Point-per-instance localization data:
____

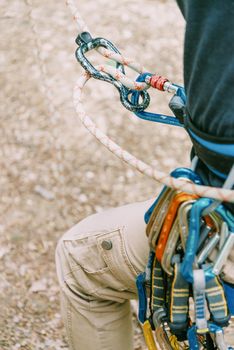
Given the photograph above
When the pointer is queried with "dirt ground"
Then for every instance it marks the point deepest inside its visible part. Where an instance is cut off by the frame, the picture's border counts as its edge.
(53, 173)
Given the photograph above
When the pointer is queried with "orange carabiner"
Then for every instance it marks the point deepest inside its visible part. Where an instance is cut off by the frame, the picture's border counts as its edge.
(168, 222)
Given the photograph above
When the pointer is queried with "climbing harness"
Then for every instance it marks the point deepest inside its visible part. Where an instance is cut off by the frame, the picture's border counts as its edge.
(190, 232)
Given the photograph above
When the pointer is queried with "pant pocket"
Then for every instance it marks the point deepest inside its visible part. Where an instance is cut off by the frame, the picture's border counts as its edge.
(98, 261)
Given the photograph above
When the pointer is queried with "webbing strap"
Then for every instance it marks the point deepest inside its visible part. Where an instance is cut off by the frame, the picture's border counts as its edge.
(179, 303)
(217, 302)
(199, 286)
(158, 291)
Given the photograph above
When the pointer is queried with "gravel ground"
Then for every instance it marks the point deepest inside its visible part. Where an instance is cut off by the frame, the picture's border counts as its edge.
(53, 173)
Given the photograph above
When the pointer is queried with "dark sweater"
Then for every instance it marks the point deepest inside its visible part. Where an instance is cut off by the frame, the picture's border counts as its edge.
(209, 71)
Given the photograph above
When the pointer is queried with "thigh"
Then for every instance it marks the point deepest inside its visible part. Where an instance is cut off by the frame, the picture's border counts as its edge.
(103, 254)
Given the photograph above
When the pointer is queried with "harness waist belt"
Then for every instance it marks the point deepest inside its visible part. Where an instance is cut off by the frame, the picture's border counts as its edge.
(216, 153)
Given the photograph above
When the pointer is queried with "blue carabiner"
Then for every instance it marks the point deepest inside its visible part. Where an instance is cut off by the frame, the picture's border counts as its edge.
(184, 173)
(193, 240)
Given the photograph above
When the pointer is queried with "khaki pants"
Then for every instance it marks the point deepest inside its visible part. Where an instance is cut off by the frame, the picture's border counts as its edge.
(97, 263)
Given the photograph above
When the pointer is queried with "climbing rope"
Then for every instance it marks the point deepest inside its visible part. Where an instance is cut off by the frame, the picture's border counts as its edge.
(178, 184)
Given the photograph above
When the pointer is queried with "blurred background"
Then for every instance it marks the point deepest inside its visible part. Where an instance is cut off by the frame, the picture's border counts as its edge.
(53, 172)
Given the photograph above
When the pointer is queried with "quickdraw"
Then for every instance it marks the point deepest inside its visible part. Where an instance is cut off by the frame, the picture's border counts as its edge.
(184, 269)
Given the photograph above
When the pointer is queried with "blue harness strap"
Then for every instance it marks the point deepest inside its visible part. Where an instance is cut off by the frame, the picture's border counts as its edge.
(217, 153)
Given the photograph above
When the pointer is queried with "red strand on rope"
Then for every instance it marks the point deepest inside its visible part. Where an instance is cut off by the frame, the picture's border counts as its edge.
(158, 81)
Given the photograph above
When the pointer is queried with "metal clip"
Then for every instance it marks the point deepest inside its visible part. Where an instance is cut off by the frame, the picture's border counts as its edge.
(87, 43)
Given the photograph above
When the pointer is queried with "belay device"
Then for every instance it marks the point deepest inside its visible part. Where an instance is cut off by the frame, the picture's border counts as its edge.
(190, 236)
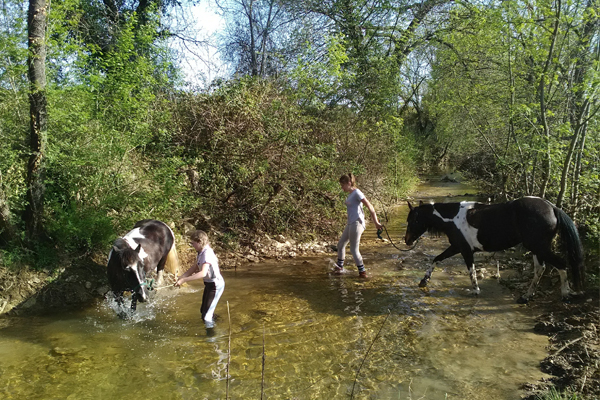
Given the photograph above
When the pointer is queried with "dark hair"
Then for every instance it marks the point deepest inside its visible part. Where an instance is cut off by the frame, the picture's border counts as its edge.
(199, 237)
(350, 178)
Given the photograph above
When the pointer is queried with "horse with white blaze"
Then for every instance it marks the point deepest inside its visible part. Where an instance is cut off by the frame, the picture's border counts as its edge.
(149, 246)
(472, 227)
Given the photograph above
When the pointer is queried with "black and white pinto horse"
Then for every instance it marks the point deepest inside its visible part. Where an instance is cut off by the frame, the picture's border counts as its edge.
(149, 246)
(472, 227)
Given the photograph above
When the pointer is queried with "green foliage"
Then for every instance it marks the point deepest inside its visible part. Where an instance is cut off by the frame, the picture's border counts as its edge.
(554, 394)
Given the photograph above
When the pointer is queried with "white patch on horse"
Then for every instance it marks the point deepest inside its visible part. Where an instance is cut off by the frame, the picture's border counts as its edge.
(460, 220)
(135, 234)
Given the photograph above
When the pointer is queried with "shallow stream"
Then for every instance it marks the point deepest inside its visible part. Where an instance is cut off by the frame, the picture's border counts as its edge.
(317, 330)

____

■ Exercise brief:
Every record above should reappear exactly, with the pictures gone.

■ The answer:
Given the photograph above
When the pointer is queried with "dirt ground"
Then for every instance it marks the point deepest inside its visible part. Where an instance is cut off by the frame, the picture's border counts as its edge.
(53, 173)
Given the photograph above
When the pointer is queried with "orange carabiner"
Then for every instance it marks the point deepest inside its visible part. Where an instance is cut off by the frame, the picture's border counts as its edge.
(168, 222)
Given the photograph above
When the pointer is queried with "climbing harness"
Then for every instance it marks the point deepest inside its visible part. Where an instance is cut off by the frame, the picture's border counts as its edge.
(190, 232)
Given the photograph above
When the pointer is queried with "pant pocket"
Then for every instance it marks the point deepest inside its visible part. Where an instance is cut off by the frame, the picture's border counts as its edge.
(98, 261)
Given the photograph above
When the pointer is queried with "webbing strap"
Then for every instance it marks the point deepest inside its visible part. Where an instance is cut off by the frame, the picture's border counts as its edge.
(179, 303)
(217, 302)
(199, 286)
(158, 291)
Given the photograph above
When the pointer is queried with "gravel ground"
Then for every instance it marks the point deepest inside its visible part. Where an instance is cut off by the frame, the picture's border counts as its edge.
(53, 173)
Given the photograph above
When the pointer is queried with "dark sweater"
Then for every instance it marks the point deepest inside its visible part. Where an instance is cut off by the frame, the picture's border counts as its edge.
(209, 71)
Given the photograph above
When the pointer is queried with "thigh"
Then for every instance it marks the point deepest inside its visible part. Where an instance is cut off by the frame, the picture's border counts as its edge.
(103, 254)
Given the photograph above
When the pointer is queried with "harness waist belt"
Then for every instance it marks the point deepest inside its visible part. Where an instance is cut off by the frame, the picture's border counts as its edge.
(216, 153)
Given the photograph above
When the pointer is queried with "blue carabiner"
Then for every instance it marks the point deepest inside its visible part. Where an instance is cut off by the frame, the picture's border counts as its edge.
(184, 173)
(193, 240)
Given the photograph above
When the pointer is queried with "khaki pants"
Then for every instance it marks the point deepest inside its visible part. Where an instance is cut off by the frame, the picture's border counts as its edge.
(97, 263)
Given the photograph above
When the pointer is queried with "climbing rope"
Then for every instance it marks the point deepest inside its visible part. Where an instance is cut off by the frame, the picture's border counts as its edge.
(178, 184)
Given the photograph above
When the pointer is queried with "blurred background"
Then for every instance it marks the point deepest inside its visible part. Where an instance is cut off by the frame, the picture's border counts as its edge.
(53, 172)
Given the photograph above
When the pointer is queried with "quickdraw"
Then for every instance it marks the point deepest inside its visible part. Where an instance is cut off by the frame, the picture's border counts as its edge.
(184, 269)
Given the photograph above
When the pointer is queried with "blue harness strap"
Then for every instance it marks the point deepest inside its visible part. Where an instance is cut off by the frame, the picture's border counts as its edge.
(217, 153)
Given the photograph above
When the pointer is queried with "red strand on rope"
Then for every instance it marks the point deepest inside its visible part. Where an instance is cut off by the frame, the picture's border counts as its edge.
(158, 81)
Given the photograph above
When the pointer is queried with "metal clip"
Then for every instance it marks the point deepest inside its visible part. Where an instance is cut off by the frame, the picture's border counts as its edge.
(87, 43)
Given the photograph above
When the pointer is queried with "belay device"
Then for every instance it marks the point deepest inside its visible part. Where an instance is cut off by the frame, the picture's border counts as its edge.
(190, 236)
Given the photograph above
When the pointer is queried with "dark hair"
Then for every instance it marks the point deepest inside its visible part. Where an instance is cut off by the frame, the picture's border counts as its edge.
(199, 237)
(350, 178)
Given the photograph above
When the pointer is queried with "horse with white blaze"
Then for every instance it marks the point deepest inside its visible part. Where an instance is cut off by the frame, the picture's border counts as its edge.
(149, 246)
(472, 227)
Given the photograph above
When the pointer is queried with "black and white pinto horse"
Then for every instance it marks the point deepest inside its visible part. Where an instance is cut off by the frame, the picture's border counts as its edge.
(149, 246)
(472, 227)
Given the photograph above
When the pointer is queried with "green foliage"
Then for every instance it marks the point deepest inside its visible part. Where an instance is cut off by the frame, the picture's border counts as its edge.
(554, 394)
Given the photograph above
When the pointer is queried with "white patch on horse"
Then for every instance it marks the point deepest inside its visible part. Where an instance is cut off by the frame, the picture's border counts as its edge.
(460, 220)
(135, 234)
Given the photograph above
When the pointer is queried with "shallow stream"
Then for every instance it marks the point deepest inside its visible part. Where an instance is cut off by the frame, the picture's border counts as its edge.
(317, 330)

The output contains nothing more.